Task prompt:
Count the lines in the material below that contain the word "black", and give only that number.

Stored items
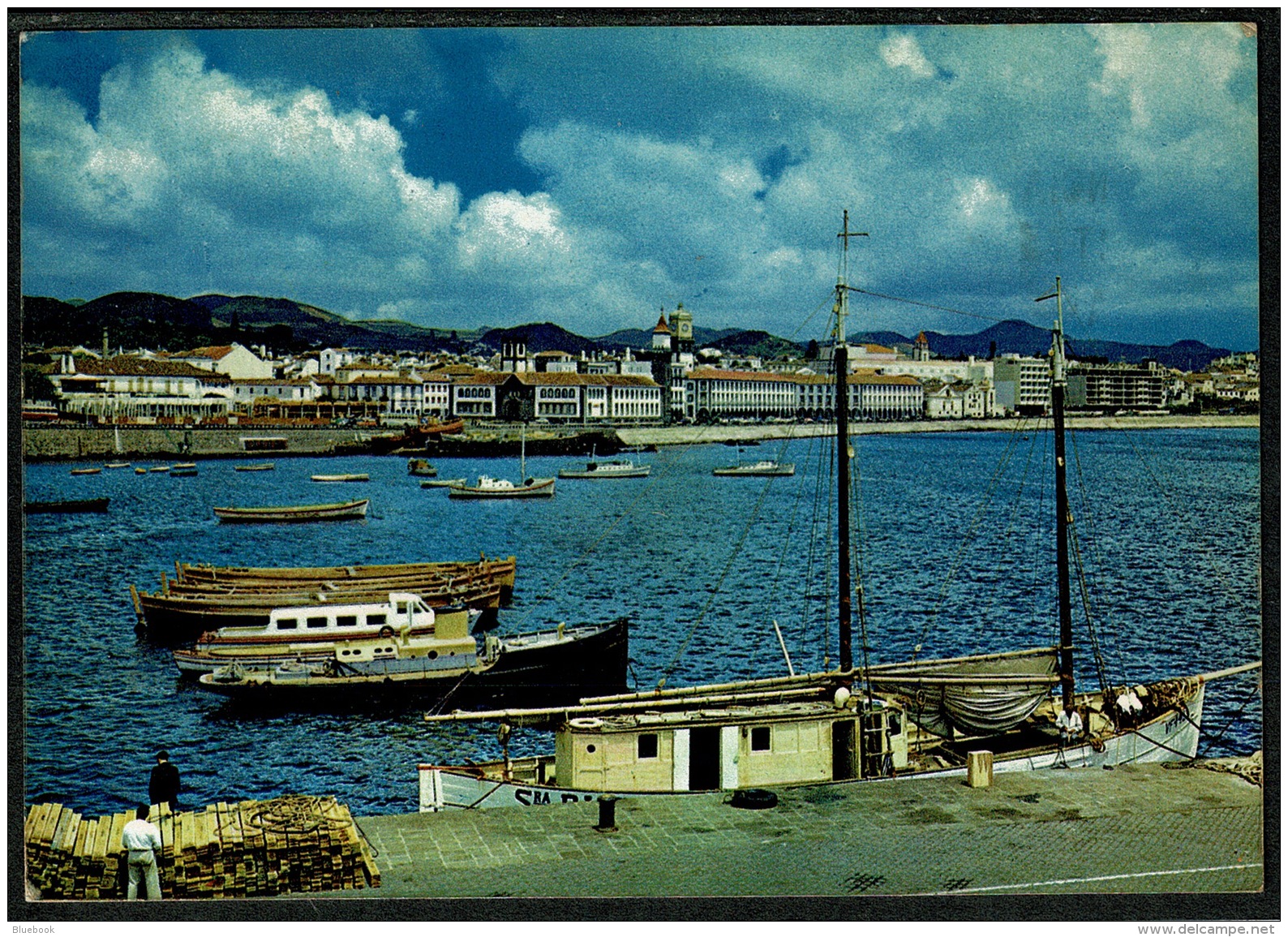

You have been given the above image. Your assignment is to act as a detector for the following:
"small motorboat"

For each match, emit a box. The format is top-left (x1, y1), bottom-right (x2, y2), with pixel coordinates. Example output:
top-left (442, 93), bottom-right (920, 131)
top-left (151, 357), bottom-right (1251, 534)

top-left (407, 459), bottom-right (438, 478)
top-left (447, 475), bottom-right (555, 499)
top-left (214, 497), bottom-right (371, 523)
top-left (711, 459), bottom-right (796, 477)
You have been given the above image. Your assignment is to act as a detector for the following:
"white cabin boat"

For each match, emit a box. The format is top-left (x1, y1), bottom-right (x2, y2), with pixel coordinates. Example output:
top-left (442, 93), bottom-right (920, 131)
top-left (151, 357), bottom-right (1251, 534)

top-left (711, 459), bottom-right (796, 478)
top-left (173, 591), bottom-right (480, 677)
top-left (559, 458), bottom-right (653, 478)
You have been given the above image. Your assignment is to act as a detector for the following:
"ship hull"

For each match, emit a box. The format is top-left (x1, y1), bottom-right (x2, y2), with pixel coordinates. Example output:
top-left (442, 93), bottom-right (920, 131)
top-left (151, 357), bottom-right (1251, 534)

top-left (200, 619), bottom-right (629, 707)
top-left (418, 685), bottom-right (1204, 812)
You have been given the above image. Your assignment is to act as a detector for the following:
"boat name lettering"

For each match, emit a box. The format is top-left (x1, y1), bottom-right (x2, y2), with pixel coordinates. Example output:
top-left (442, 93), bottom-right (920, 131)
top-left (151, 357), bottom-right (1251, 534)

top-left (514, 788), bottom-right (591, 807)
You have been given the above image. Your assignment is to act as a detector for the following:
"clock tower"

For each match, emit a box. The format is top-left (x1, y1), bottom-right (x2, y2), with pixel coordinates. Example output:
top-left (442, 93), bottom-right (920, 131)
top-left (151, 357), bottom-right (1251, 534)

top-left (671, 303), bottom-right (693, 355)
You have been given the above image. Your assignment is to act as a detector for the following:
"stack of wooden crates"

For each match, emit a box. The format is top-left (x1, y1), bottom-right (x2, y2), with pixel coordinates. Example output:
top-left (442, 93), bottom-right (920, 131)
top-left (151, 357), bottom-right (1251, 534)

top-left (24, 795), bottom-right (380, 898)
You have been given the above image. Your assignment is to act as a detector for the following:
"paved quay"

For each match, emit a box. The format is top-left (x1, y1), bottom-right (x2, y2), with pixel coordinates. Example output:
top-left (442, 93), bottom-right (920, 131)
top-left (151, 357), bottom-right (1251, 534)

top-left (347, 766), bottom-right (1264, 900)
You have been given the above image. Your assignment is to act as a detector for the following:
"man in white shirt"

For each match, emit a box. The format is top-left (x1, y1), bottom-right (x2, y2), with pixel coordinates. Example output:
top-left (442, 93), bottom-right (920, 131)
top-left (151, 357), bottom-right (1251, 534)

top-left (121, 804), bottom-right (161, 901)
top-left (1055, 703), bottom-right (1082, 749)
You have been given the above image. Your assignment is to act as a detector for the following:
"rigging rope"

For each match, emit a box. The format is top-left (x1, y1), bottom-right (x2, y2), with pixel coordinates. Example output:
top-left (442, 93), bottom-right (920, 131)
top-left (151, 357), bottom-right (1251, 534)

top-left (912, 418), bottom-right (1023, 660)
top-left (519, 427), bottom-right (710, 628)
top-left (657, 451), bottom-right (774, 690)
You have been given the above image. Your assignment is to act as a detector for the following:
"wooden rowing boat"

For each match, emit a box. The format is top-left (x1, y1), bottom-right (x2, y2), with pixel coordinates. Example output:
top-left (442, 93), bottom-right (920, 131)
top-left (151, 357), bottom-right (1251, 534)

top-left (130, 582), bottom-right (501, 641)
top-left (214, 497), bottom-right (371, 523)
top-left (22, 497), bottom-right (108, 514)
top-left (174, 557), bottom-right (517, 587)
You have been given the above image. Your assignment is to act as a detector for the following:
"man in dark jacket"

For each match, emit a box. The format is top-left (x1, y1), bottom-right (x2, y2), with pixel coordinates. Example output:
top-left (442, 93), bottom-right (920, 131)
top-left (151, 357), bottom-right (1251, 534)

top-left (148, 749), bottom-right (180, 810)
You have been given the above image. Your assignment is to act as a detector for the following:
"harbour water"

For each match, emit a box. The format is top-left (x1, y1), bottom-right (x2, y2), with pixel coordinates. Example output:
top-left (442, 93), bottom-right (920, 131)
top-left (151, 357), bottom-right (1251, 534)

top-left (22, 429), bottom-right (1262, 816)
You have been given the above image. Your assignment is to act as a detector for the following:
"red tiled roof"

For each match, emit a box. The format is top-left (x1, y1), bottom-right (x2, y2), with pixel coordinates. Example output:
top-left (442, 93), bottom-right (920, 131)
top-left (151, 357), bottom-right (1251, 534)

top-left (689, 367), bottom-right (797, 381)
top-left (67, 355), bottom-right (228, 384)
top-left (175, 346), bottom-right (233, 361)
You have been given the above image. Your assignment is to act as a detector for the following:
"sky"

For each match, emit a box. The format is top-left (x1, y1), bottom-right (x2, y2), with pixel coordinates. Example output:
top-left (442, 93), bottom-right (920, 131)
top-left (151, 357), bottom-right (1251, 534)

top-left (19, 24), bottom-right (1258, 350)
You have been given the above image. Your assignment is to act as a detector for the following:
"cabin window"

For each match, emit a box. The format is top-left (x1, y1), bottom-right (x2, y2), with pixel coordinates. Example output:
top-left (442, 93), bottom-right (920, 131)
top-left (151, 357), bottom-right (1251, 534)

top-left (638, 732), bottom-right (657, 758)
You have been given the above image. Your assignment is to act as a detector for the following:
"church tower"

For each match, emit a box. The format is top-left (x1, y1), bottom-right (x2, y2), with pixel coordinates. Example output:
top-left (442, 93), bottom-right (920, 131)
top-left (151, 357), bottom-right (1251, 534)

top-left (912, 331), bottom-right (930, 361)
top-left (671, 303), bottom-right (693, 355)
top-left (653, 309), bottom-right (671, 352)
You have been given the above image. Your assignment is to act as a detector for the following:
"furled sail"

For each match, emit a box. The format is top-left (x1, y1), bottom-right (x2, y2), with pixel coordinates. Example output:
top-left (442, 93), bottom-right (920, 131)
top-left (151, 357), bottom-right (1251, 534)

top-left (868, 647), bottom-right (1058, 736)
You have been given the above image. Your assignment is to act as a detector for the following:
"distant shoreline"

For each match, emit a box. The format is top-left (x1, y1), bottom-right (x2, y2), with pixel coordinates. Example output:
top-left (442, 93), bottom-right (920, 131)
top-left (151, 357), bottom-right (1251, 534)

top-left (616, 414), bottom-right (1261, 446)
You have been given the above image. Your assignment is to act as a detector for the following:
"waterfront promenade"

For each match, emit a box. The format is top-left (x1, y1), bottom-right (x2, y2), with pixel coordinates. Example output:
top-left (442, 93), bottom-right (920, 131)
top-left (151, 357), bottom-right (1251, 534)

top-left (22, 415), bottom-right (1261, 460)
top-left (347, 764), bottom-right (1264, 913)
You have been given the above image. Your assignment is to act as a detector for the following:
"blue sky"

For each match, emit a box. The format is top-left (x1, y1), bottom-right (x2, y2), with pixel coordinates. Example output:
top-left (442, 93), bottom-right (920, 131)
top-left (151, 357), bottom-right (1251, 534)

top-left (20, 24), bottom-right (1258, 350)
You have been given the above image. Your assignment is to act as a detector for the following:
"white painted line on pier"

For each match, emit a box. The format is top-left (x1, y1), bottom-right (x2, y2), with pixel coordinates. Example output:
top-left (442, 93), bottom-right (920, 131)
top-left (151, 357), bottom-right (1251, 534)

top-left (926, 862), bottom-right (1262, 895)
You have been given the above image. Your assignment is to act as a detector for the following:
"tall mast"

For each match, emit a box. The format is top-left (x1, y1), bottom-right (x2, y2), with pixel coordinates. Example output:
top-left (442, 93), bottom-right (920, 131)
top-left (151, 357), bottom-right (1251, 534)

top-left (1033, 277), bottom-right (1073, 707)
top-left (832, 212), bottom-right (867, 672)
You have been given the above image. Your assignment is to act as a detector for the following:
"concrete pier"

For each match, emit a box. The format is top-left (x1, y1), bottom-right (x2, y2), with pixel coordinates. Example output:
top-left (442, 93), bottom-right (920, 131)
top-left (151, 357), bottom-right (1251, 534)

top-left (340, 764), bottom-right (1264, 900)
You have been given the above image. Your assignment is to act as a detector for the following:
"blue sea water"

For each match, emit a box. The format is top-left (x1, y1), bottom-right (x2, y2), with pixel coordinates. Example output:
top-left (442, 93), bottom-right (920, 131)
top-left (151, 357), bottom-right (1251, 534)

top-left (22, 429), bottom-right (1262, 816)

---

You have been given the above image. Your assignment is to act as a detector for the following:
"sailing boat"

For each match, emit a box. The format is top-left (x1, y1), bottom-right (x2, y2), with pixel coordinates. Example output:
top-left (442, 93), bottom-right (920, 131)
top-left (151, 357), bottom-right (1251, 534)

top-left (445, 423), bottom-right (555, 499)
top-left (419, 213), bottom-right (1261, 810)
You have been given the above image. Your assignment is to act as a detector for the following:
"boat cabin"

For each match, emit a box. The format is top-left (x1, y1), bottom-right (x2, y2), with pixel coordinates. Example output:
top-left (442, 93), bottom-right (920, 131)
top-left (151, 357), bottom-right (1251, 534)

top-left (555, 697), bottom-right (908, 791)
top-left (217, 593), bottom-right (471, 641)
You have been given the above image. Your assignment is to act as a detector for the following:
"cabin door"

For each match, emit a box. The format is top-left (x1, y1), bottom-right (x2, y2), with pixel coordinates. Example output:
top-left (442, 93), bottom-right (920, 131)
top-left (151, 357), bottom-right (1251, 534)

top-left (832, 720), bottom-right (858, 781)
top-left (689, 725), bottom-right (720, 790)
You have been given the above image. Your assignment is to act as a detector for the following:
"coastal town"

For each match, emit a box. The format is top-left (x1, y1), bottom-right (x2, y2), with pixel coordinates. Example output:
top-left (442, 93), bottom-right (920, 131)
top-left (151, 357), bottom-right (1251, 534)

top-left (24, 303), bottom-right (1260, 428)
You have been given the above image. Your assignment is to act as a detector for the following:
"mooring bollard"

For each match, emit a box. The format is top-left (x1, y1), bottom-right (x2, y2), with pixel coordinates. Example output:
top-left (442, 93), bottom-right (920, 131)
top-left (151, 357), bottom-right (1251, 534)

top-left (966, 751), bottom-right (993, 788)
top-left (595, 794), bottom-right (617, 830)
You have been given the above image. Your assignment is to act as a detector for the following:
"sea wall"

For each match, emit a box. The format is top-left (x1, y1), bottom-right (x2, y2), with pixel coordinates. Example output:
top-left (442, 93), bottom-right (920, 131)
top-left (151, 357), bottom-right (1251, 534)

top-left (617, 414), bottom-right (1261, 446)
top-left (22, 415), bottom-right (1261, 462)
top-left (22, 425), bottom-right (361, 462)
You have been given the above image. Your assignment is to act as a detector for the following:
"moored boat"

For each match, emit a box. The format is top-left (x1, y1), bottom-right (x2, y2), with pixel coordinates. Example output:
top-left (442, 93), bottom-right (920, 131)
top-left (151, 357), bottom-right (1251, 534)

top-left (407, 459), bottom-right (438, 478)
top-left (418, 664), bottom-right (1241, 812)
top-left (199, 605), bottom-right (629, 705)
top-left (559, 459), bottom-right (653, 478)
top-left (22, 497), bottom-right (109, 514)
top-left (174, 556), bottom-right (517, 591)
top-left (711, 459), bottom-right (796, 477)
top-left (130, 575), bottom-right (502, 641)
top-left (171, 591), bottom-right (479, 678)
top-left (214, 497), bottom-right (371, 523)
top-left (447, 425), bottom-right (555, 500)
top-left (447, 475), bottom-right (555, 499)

==

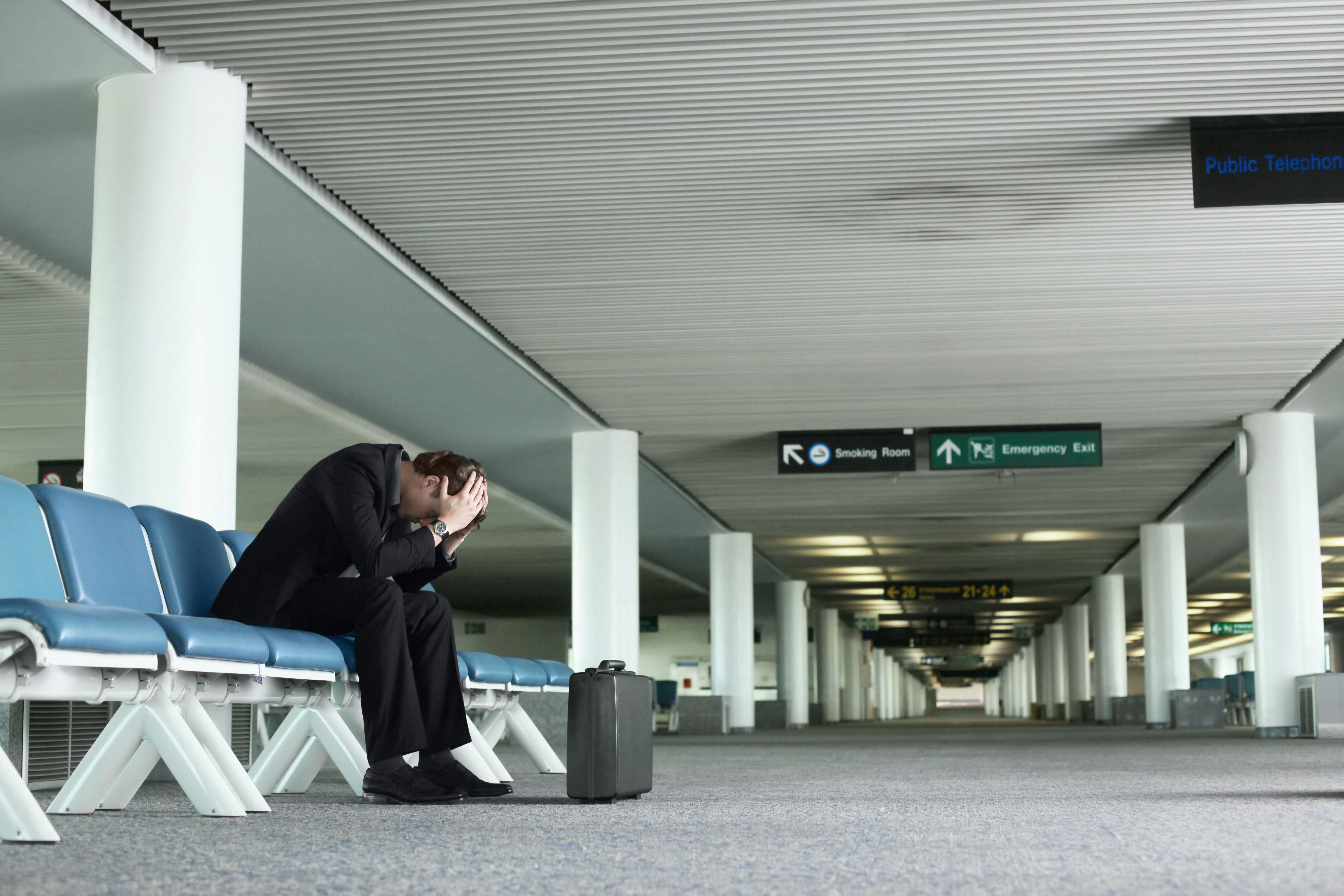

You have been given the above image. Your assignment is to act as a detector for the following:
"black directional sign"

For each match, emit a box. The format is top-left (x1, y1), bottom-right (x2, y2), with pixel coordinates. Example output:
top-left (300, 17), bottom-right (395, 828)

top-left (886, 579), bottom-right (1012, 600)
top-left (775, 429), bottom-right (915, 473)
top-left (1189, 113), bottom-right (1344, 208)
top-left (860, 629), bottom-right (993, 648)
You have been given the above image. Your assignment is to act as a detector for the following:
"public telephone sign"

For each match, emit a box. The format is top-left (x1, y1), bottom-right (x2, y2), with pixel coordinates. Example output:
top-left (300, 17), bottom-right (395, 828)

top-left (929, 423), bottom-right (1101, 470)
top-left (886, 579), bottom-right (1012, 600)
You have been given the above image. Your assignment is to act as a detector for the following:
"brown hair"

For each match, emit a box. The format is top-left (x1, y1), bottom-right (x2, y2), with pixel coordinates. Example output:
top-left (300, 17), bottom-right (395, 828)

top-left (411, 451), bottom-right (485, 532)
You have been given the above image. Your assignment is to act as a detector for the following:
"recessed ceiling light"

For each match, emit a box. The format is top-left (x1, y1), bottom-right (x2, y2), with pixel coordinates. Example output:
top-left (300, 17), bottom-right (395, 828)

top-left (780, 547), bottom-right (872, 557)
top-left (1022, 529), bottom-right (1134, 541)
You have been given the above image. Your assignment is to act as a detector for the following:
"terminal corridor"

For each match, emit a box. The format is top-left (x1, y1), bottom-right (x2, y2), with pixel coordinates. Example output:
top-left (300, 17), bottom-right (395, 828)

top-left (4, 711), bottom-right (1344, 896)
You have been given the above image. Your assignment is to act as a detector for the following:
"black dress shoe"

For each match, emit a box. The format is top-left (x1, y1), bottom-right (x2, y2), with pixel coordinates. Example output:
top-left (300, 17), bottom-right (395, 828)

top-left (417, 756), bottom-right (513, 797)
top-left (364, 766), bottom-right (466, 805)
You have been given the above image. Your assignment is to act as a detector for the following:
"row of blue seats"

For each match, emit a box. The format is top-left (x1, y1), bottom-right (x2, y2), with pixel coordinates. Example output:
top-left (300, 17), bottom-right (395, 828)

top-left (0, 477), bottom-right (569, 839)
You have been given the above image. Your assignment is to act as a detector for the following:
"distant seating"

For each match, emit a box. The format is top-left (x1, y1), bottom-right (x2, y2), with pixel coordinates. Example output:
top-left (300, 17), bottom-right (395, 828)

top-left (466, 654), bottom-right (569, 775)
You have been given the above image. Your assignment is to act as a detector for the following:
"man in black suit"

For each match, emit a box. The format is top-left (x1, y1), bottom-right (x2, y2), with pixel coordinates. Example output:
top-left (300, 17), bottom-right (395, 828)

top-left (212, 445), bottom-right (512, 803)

Expected output:
3